41Une autre explication en apparence non moins fondée que la précédente mais guère plus acceptable à première vue, peut être avancée à propos de l’origine des sections. On a vu que quelque vingt années après la conquête espagnole — à partir de 1549 si l’on en croit Remesal et Ximenez — les autorités ecclésiastiques et singulièrement les Dominicains inspirés par la doctrine de Las Casas, s’attachèrent à redistribuer et à concentrer la population tzotzil-tzeltal en reducciones, c’est-à-dire en communautés suffisamment importantes pour être viables. Selon toute vraisemblance, cette structure communautaire recoupa largement celle des chefferies préhispaniques plus qu’elle ne s’y superposa. Nombre de communautés se constituèrent sans doute à partir de groupes hétérogènes, de sorte que des clans, des lignages, des familles étendues, sans liens entre eux, eurent à vivre ensemble et à chercher dans le nouveau cadre tracé par le colonisateur des formes originales de sociabilité. La section ne serait-elle pas une de ces formes ? Ne correspondrait-elle pas à un groupe « réduit » et contraint de s’associer à d’autres groupes étrangers, mais néanmoins désireux de marquer au sein de cette association forcée sa propre spécificité ?

──────────────────────────────

### LISTE DES TÂCHES
a: Selon le texte sur l'origine des sections, à partir de quelle année les autorités ecclésiastiques entreprirent-elles de concentrer la population tzotzil-tzeltal en reducciones ?
b: Prolongez le texte sur l'origine des sections en reprenant juste après sa dernière phrase.
Les lignes qui viennent ensuite n'ont aucun rapport avec le texte.

──────────────────────────────

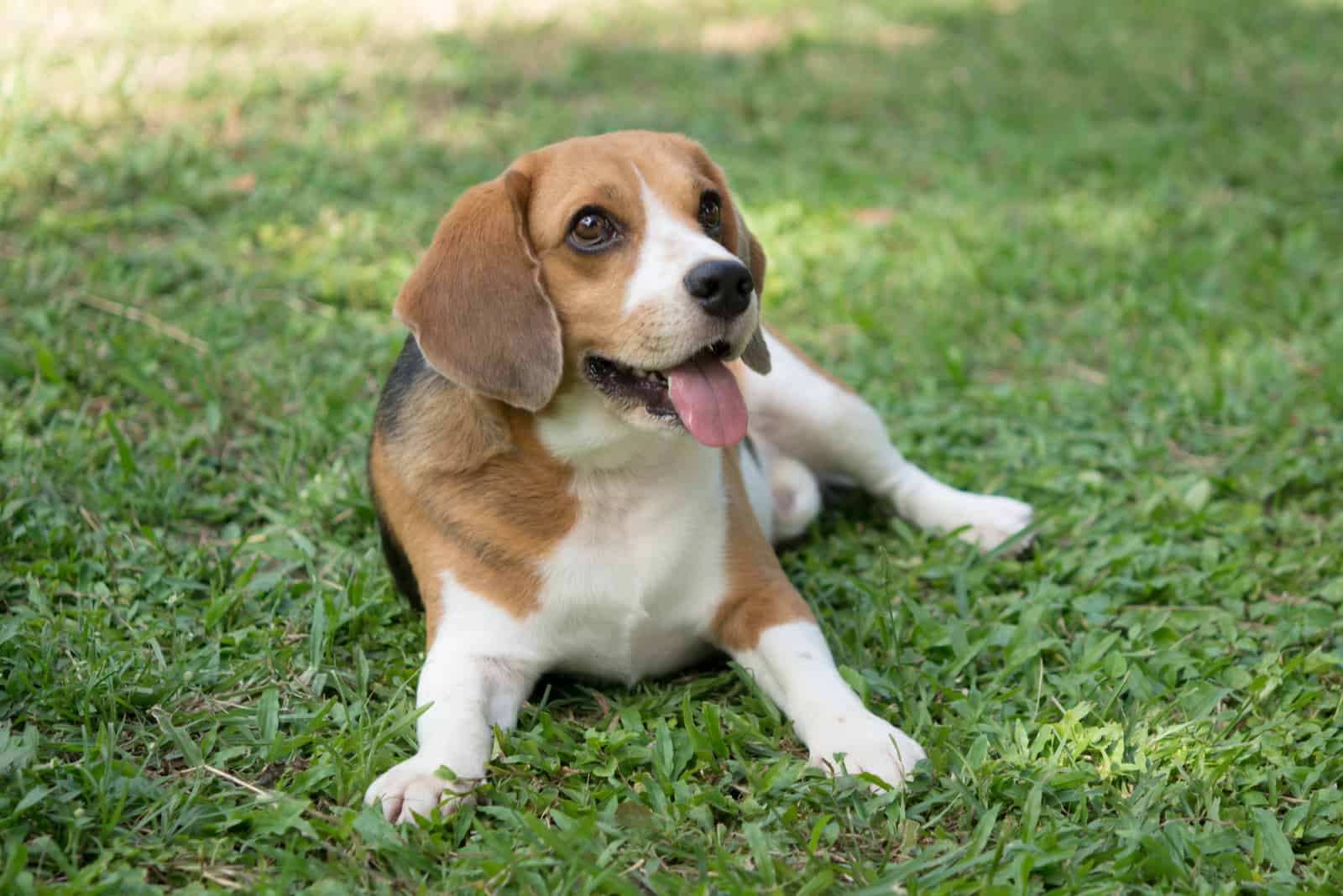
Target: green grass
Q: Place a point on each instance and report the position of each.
(1088, 255)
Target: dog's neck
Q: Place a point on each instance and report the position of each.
(581, 431)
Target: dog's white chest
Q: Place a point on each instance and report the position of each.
(631, 589)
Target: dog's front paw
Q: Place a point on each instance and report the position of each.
(987, 521)
(414, 788)
(861, 742)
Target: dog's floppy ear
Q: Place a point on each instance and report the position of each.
(756, 354)
(476, 305)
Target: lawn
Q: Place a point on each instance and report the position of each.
(1088, 255)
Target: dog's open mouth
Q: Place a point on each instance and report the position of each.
(700, 392)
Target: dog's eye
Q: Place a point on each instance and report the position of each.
(711, 214)
(591, 231)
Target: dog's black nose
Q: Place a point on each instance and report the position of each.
(723, 287)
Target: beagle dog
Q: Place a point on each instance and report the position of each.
(588, 445)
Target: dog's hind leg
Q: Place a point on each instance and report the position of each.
(807, 414)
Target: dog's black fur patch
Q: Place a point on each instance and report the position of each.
(409, 369)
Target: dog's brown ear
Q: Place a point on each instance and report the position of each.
(756, 354)
(476, 304)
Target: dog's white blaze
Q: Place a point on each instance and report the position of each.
(669, 250)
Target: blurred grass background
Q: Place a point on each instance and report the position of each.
(1083, 253)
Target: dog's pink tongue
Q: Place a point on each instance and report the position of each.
(705, 396)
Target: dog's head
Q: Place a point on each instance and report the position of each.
(615, 263)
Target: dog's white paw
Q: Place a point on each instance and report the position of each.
(868, 743)
(414, 789)
(987, 521)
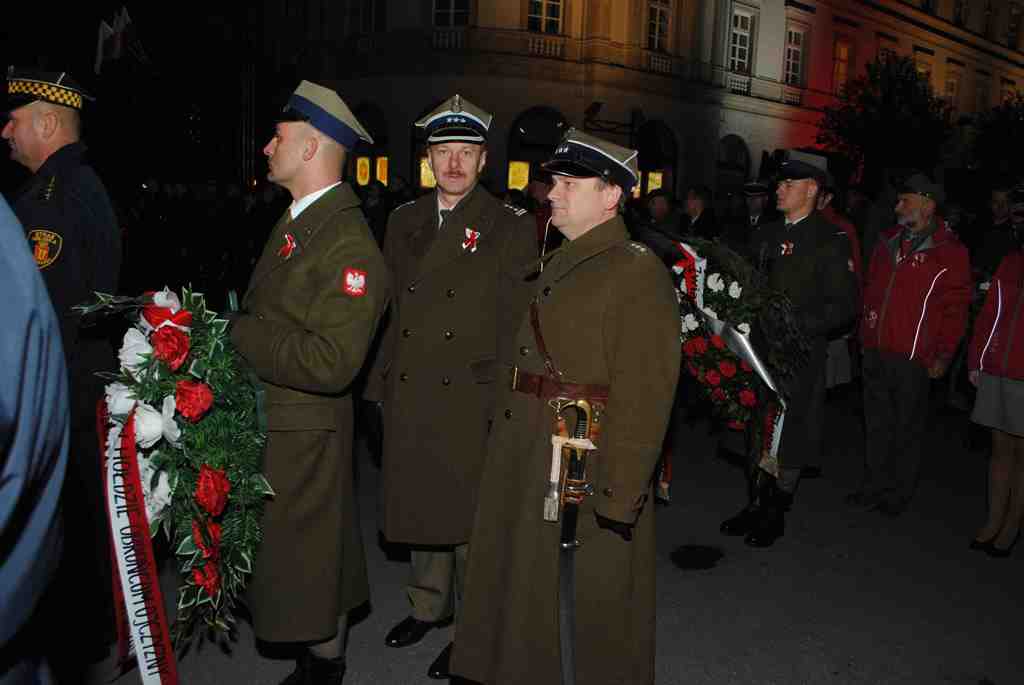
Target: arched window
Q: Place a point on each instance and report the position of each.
(534, 137)
(658, 157)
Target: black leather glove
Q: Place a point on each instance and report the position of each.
(624, 530)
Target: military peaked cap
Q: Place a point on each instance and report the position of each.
(585, 156)
(30, 85)
(456, 120)
(325, 110)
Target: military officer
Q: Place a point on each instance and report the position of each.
(804, 257)
(454, 254)
(602, 326)
(72, 230)
(312, 306)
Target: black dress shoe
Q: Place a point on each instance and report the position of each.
(742, 522)
(439, 669)
(410, 631)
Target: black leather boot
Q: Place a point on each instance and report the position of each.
(771, 524)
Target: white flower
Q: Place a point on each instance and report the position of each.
(167, 298)
(171, 430)
(135, 345)
(148, 426)
(159, 498)
(119, 398)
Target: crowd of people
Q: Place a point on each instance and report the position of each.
(482, 333)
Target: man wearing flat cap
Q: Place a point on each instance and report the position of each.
(313, 303)
(602, 328)
(807, 259)
(914, 313)
(455, 253)
(72, 230)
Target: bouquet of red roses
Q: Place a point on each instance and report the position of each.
(182, 454)
(723, 302)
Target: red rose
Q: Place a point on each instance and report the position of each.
(211, 489)
(157, 315)
(193, 399)
(207, 578)
(171, 345)
(211, 551)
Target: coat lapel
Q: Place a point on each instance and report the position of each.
(303, 230)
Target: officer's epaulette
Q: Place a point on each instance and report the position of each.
(46, 190)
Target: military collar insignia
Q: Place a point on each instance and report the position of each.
(289, 247)
(45, 247)
(471, 240)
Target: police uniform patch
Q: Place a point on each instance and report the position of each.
(45, 246)
(353, 283)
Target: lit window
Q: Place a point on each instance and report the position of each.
(842, 53)
(795, 40)
(451, 13)
(518, 175)
(427, 179)
(654, 179)
(657, 25)
(363, 171)
(740, 42)
(545, 16)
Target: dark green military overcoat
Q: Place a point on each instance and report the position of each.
(312, 310)
(609, 316)
(436, 368)
(811, 262)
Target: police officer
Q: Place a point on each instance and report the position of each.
(312, 306)
(603, 326)
(72, 230)
(454, 254)
(806, 259)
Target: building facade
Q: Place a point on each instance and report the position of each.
(701, 87)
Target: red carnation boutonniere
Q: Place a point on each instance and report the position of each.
(471, 238)
(289, 247)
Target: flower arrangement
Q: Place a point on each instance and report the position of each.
(186, 398)
(739, 337)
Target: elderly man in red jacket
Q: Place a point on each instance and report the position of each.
(914, 313)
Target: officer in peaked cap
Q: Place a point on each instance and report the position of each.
(804, 257)
(71, 227)
(603, 326)
(456, 254)
(310, 312)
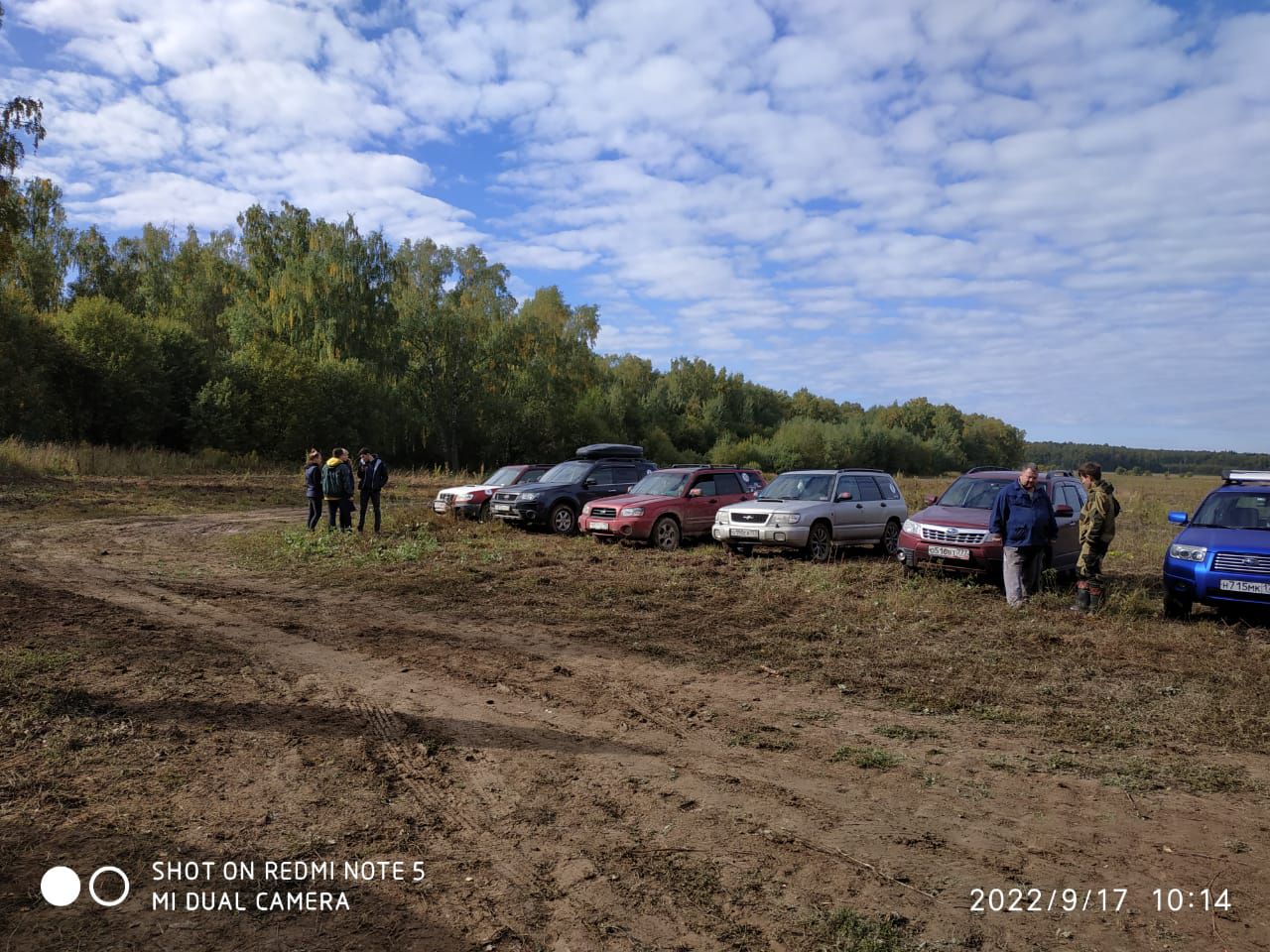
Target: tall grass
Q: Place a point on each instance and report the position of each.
(70, 460)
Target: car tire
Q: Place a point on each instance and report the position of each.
(666, 534)
(563, 521)
(820, 542)
(889, 542)
(1176, 606)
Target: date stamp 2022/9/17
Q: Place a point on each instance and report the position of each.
(1021, 898)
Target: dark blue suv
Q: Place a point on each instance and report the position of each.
(1222, 557)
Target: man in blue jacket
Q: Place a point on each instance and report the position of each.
(1024, 518)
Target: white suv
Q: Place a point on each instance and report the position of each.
(816, 511)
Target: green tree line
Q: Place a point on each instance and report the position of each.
(294, 331)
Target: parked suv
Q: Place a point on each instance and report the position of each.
(670, 506)
(556, 500)
(952, 532)
(816, 511)
(1222, 556)
(472, 502)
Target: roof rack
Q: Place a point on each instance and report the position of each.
(604, 451)
(1234, 476)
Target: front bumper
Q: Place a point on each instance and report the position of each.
(978, 560)
(786, 536)
(1198, 581)
(633, 527)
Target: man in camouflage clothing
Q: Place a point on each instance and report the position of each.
(1097, 530)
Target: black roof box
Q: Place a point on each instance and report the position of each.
(604, 451)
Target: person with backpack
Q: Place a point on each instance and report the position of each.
(1097, 530)
(336, 489)
(313, 488)
(372, 476)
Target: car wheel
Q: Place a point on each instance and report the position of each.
(1176, 606)
(820, 542)
(666, 534)
(563, 520)
(889, 542)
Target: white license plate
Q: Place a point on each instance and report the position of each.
(1250, 588)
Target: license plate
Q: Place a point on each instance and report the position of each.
(1248, 588)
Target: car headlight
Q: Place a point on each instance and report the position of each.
(1188, 553)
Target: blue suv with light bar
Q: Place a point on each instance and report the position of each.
(1222, 557)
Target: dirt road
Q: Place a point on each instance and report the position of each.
(559, 793)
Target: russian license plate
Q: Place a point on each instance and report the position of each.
(1248, 588)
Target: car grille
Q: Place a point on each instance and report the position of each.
(962, 537)
(1241, 562)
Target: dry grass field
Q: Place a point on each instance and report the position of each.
(606, 747)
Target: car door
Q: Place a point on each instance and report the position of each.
(847, 515)
(1067, 546)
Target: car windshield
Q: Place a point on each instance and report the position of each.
(502, 476)
(799, 485)
(661, 484)
(571, 471)
(969, 493)
(1234, 511)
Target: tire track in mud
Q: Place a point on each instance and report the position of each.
(604, 698)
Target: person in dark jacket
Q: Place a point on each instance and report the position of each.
(1024, 518)
(336, 486)
(372, 475)
(1097, 530)
(313, 488)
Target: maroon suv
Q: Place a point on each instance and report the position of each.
(952, 531)
(670, 506)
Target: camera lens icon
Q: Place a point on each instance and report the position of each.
(60, 887)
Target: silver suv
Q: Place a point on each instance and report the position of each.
(816, 511)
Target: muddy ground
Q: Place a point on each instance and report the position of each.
(559, 792)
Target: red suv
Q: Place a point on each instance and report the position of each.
(952, 531)
(670, 506)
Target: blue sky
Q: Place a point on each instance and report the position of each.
(1052, 212)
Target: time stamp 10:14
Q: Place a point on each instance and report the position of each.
(1101, 900)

──────────────────────────────

### RÉSULTATS DE L'EXERCICE
a: À partir de 1549, si l'on en croit Remesal et Ximenez.

b:
42Ximenez précise justement que la communauté de Chamula aurait été formée par concentration autoritaire de trois villages préhispaniques : celui de Chamula proprement dit, et ceux de Sibalco et d’Analco8. Or, aujourd’hui, Chamula est une communauté à trois sections. Nous ne pouvons malheureusement pas observer ailleurs cette corrélation entre le nombre de groupes antérieurement « réduits » et le nombre de sections actuelles au sein des communautés. Mais quand bien même nous le pourrions, il resterait à dire pourquoi les sections se sont maintenues jusqu’à nos jours, pourquoi elles ne se sont pas affranchies de la tutelle communautaire pour retrouver leur indépendance ancienne, à partir du moment où la communauté cessait d’être contrôlée par les Dominicains et était livrée à elle-même. Car ce contrôle prit fin très tôt au Chiapas. Dès 1570, soit moins de vingt et un ans après son inauguration, la politique de reducciôn était abandonnée9. Alors, qu’est-ce qui prévint la dissociation des sections si celles-ci ne représentaient que des groupes disparates qui avaient été arbitrairement et artificiellement rassemblés par la force ?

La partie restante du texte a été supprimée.